| Required task |
In the exponential smoothing notebook, reproduce verbatim everything from "# Exponential smoothing" down to "compare their performance.".

| Provided text |
☆ ☆ ☆

[![Open In Colab](https://colab.research.google.com/assets/colab-badge.svg)](https://colab.research.google.com/github/nepslor/B5203E-TSAF/blob/main/W5/exponential_smoothing_implementation_solutions.ipynb)

# Exponential smoothing implementation
In this exercise we will try to craft different flavours of exponential smoothing algorithms from scratch, and compare their performance.



In [None]:
%%capture
!pip install wget
import pandas as pd
import wget
import numpy as np
data = pd.read_pickle(wget.download("https://zenodo.org/record/4549296/files/reduced_dataset.pk?download=1"));

In [None]:
samples_per_day = 24
data = pd.concat([data['all'], pd.Series(np.vstack(data['ghi_backwards'])[:, 0], name='ghi', index=data.index), pd.Series(np.vstack(data['temperature'])[:, 0], name='T', index=data.index)], axis=1)
data = data.resample('1h', origin='start').mean()
data /= data.std()
data = data.iloc[48:]
data.head()



In [None]:
import matplotlib.pyplot as plt
import statsmodels.api as sm
fig, ax = plt.subplots(2, 1, figsize=(10, 4))

☆ ☆ ☆

| Material shown |
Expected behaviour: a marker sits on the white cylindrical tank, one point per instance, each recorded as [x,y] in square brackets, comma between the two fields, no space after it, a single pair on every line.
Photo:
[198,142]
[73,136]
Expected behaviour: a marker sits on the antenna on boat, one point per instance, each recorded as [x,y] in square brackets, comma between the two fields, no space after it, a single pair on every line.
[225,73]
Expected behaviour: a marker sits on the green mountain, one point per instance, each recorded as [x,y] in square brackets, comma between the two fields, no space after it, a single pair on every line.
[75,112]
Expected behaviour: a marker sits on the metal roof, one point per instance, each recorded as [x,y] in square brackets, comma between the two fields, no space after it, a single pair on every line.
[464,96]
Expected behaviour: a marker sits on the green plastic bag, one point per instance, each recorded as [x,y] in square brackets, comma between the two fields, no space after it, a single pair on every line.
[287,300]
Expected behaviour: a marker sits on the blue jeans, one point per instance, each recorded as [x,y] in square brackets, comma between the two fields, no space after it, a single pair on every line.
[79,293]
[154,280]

☆ ☆ ☆

| Solution below |
# Exponential smoothing implementation
In this exercise we will try to craft different flavours of exponential smoothing algorithms from scratch, and compare their performance.